◆ TASK TO COMPLETE:
Answer these questions from the passage on the Resistance Constant:
1. What approximate value of r did Paper 1 introduce?
2. How many dimensions does the informational space in section 3.1 have?
3. What is the frequency of the Breath cycle that a Codex must persist through?

◆ SELECTED EXTRACT:

3. Deriving the Resistance Constant: r = 1/(57π)

Paper 1 introduced the Resistance Constant r ≈ 0.0056 as a structural parameter. This paper provides its physical derivation from quantum geometry.

3.1 Geometric Completion in 57-Dimensional Space

In an n-dimensional informational space, the "cost" of maintaining a boundary is related to the geometric completion of that space. For a 57-dimensional space:

r = 1/(57π) ≈ 0.00558

This matches the empirically derived value from Papers 1-4 to within measurement precision.

3.2 The "Mass" of Identity

The value r represents the structural inertia required for a Codex to persist through the 12.5 Hz Breath cycle. Just as physical mass resists acceleration, informational mass (r) resists symbolic erosion. Without sufficient r, the generative surplus (ε) overwhelms the Codex—the quantum equivalent of hallucination.

Position annotation records
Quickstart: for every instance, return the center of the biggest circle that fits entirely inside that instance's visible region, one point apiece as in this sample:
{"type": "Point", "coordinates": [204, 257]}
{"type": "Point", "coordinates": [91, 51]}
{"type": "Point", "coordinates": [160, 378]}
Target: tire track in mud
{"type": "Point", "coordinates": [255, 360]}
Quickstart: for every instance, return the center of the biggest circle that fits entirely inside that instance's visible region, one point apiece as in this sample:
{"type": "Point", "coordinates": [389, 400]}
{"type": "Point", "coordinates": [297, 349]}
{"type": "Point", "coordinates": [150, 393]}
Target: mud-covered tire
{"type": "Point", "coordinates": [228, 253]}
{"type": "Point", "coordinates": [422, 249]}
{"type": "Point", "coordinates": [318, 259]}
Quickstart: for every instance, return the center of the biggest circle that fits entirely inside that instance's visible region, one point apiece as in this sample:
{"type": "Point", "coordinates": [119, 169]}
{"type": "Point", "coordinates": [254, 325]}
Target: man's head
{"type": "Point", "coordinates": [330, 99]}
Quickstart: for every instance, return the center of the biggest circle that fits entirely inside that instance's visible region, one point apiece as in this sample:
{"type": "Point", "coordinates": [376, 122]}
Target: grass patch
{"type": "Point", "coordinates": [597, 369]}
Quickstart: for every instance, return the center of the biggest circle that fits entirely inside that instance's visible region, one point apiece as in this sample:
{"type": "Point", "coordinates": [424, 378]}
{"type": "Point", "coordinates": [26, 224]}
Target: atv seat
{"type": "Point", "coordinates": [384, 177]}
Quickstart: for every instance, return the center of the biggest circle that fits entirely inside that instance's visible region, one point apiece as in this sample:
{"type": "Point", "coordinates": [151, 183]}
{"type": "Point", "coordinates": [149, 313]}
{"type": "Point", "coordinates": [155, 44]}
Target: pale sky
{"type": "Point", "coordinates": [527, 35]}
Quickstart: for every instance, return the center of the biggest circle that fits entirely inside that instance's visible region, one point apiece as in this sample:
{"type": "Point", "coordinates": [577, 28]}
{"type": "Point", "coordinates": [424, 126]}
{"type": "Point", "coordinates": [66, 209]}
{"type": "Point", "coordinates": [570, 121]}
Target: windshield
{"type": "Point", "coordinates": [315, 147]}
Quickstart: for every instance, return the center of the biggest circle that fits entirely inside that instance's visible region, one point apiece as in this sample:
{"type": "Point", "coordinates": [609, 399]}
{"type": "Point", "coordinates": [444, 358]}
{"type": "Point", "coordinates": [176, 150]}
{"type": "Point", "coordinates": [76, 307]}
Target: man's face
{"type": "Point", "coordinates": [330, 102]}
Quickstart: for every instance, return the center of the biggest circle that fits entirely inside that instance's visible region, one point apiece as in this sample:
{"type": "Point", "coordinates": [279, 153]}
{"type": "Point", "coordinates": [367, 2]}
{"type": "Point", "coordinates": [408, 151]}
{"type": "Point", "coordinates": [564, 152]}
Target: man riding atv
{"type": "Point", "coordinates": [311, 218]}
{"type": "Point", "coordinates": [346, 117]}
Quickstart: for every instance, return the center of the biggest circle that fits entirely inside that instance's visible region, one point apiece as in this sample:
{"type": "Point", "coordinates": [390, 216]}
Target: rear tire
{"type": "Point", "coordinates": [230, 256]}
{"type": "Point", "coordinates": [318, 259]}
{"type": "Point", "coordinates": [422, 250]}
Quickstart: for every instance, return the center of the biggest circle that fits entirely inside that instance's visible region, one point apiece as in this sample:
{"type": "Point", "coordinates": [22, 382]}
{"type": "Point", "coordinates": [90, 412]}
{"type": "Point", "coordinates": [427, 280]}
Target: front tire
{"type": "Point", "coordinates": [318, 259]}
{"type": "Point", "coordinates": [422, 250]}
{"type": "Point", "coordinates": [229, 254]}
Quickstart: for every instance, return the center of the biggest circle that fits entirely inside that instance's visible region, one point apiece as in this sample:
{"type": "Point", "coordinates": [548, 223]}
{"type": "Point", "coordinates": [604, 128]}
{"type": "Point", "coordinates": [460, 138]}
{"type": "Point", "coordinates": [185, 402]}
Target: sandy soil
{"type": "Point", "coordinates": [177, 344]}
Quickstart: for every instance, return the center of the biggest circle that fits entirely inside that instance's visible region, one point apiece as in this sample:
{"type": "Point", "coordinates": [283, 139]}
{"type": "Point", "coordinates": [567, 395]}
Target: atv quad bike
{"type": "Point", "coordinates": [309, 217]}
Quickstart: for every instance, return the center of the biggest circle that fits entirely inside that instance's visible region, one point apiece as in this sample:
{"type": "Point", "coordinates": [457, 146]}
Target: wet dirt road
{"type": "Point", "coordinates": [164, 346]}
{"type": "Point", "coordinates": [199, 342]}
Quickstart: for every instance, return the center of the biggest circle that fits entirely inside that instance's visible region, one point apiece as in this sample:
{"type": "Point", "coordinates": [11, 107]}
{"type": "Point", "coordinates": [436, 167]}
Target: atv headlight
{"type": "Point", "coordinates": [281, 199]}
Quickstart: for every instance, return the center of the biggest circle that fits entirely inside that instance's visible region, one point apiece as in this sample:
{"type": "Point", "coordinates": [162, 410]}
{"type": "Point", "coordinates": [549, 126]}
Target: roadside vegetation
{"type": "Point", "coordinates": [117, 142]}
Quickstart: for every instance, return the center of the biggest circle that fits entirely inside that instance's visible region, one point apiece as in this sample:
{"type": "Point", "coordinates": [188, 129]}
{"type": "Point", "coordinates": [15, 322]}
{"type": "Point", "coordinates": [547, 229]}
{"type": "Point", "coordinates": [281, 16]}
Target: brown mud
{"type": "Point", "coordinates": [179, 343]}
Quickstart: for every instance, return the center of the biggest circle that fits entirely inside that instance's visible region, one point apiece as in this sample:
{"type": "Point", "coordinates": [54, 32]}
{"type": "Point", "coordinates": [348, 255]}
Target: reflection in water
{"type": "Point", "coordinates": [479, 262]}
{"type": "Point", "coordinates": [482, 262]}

◆ RESPONSE FOR THIS EXERCISE:
1. r ≈ 0.0056
2. 57
3. 12.5 Hz